* **STATED PROBLEM**
Can you copy out, word for word, everything from the line containing "Nesting-site review: place a pin on each instance of the printer" down to the line containing "x=218, y=287" in the entries below, including both of those lines and nothing else?

>> Start PROVIDED RECORDS

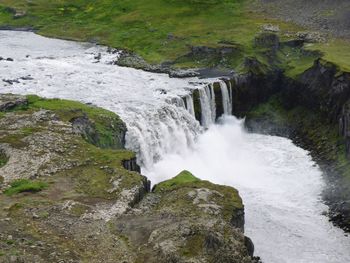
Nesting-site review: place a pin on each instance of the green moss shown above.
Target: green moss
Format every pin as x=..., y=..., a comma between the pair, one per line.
x=15, y=140
x=24, y=185
x=322, y=136
x=108, y=127
x=3, y=160
x=183, y=178
x=194, y=246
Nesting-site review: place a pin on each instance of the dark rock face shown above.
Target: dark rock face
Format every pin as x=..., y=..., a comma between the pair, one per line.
x=131, y=165
x=112, y=137
x=9, y=102
x=252, y=89
x=267, y=40
x=324, y=95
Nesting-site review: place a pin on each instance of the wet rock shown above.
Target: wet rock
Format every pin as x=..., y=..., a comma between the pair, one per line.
x=9, y=102
x=267, y=40
x=311, y=37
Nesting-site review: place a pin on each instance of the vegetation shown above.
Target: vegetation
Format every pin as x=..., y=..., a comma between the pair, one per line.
x=323, y=137
x=3, y=159
x=183, y=178
x=165, y=30
x=25, y=185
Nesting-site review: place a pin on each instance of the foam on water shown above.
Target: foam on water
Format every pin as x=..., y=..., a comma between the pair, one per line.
x=147, y=102
x=280, y=186
x=279, y=182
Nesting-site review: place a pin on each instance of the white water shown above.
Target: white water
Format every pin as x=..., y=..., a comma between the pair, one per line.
x=145, y=101
x=280, y=186
x=278, y=181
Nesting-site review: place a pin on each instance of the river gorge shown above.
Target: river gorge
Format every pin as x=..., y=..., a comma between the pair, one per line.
x=279, y=182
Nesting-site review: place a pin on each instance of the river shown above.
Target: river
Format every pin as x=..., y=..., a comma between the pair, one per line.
x=278, y=181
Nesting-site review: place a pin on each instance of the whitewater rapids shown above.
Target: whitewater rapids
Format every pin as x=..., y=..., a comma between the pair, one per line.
x=278, y=181
x=279, y=184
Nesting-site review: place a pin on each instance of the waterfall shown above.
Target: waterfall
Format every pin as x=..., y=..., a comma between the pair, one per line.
x=168, y=129
x=226, y=98
x=205, y=100
x=231, y=97
x=212, y=102
x=190, y=105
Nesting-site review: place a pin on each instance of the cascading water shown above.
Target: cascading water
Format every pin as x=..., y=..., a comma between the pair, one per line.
x=280, y=186
x=205, y=100
x=190, y=104
x=278, y=181
x=212, y=102
x=150, y=104
x=226, y=98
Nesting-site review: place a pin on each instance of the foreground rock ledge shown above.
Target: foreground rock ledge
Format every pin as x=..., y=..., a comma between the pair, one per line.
x=67, y=195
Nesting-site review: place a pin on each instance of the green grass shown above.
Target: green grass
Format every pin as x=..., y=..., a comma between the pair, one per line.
x=25, y=185
x=106, y=123
x=165, y=30
x=158, y=30
x=336, y=51
x=3, y=159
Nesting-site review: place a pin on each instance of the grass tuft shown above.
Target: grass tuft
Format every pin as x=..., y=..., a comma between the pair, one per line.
x=25, y=185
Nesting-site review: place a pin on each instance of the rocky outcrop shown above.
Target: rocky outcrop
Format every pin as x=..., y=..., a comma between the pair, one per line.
x=10, y=101
x=63, y=199
x=111, y=136
x=313, y=110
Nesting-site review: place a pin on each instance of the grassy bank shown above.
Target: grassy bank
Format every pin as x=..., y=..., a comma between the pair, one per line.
x=161, y=30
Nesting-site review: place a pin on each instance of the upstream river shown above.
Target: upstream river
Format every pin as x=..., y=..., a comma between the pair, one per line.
x=278, y=181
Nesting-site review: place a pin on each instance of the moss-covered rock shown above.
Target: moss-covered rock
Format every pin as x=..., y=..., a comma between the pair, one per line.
x=65, y=199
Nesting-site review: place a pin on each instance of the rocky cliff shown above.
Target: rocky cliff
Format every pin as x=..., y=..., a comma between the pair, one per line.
x=313, y=110
x=71, y=193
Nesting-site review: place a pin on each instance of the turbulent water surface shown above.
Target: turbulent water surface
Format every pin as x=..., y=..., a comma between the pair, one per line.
x=278, y=181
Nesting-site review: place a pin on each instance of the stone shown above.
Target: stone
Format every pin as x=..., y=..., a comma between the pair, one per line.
x=9, y=101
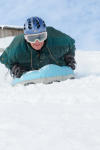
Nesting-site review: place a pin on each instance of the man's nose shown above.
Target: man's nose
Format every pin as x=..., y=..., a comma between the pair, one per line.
x=37, y=41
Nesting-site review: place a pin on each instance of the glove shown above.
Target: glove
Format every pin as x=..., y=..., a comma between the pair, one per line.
x=17, y=71
x=70, y=61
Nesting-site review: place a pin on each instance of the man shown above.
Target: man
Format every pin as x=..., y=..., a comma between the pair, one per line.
x=37, y=47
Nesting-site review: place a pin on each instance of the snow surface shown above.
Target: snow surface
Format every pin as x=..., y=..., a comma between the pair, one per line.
x=58, y=116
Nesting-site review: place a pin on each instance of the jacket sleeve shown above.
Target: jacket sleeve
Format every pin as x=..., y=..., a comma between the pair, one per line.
x=8, y=57
x=71, y=48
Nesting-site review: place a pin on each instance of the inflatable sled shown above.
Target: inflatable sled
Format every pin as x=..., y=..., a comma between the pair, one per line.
x=47, y=74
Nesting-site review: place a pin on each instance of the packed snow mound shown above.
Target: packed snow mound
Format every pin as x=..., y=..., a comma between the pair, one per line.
x=63, y=115
x=5, y=42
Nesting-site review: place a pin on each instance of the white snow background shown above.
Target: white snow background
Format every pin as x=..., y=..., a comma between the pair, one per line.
x=58, y=116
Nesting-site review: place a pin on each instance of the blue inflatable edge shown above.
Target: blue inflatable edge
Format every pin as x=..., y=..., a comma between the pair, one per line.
x=45, y=72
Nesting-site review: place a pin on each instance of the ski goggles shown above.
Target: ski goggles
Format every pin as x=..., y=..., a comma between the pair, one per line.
x=33, y=37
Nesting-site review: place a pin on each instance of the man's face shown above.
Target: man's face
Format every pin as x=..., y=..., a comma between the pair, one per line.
x=37, y=45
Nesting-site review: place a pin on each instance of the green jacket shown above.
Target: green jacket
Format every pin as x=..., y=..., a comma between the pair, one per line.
x=56, y=46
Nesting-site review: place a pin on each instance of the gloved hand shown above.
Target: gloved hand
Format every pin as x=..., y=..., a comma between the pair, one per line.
x=17, y=71
x=70, y=61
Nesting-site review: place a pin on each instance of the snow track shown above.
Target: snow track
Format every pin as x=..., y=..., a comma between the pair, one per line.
x=63, y=115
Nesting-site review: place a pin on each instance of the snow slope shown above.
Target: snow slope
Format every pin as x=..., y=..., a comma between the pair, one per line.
x=57, y=116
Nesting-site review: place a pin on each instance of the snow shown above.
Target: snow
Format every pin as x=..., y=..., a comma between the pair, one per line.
x=64, y=115
x=11, y=26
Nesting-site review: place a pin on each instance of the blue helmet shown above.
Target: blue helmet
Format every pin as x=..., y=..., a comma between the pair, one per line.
x=34, y=25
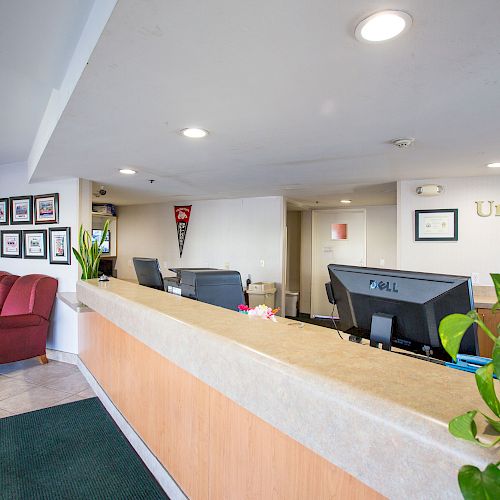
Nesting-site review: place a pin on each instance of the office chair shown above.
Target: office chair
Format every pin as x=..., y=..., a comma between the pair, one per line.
x=148, y=272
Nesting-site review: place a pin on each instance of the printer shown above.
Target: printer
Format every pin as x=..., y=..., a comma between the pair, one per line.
x=218, y=287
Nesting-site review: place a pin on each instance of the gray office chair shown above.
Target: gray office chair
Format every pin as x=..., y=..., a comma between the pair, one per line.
x=148, y=272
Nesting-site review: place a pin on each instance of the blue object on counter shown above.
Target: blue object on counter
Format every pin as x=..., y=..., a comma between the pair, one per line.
x=468, y=363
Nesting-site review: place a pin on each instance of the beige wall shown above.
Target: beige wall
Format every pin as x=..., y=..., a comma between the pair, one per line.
x=244, y=234
x=476, y=251
x=293, y=251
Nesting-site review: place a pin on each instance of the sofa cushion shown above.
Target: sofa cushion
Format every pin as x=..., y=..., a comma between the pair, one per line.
x=6, y=282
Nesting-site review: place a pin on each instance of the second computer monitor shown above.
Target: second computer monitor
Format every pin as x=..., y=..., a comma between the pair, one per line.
x=411, y=304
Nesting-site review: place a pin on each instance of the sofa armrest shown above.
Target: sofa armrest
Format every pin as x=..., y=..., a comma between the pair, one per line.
x=20, y=321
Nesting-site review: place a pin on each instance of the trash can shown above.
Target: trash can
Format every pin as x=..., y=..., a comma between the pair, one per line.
x=291, y=299
x=262, y=292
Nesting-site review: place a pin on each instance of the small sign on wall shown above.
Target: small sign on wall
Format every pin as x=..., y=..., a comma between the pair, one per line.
x=339, y=231
x=436, y=225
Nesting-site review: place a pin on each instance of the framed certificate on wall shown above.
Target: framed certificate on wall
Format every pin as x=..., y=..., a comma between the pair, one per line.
x=436, y=225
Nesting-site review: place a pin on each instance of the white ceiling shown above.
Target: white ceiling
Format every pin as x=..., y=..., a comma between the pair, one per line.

>> End PROVIDED RECORDS

* **FULL ANSWER**
Nesting-site review: place a pin on each instance of the printer shown above.
Target: printer
Format every pin as x=..., y=..., a comma between the pair, one per line.
x=218, y=287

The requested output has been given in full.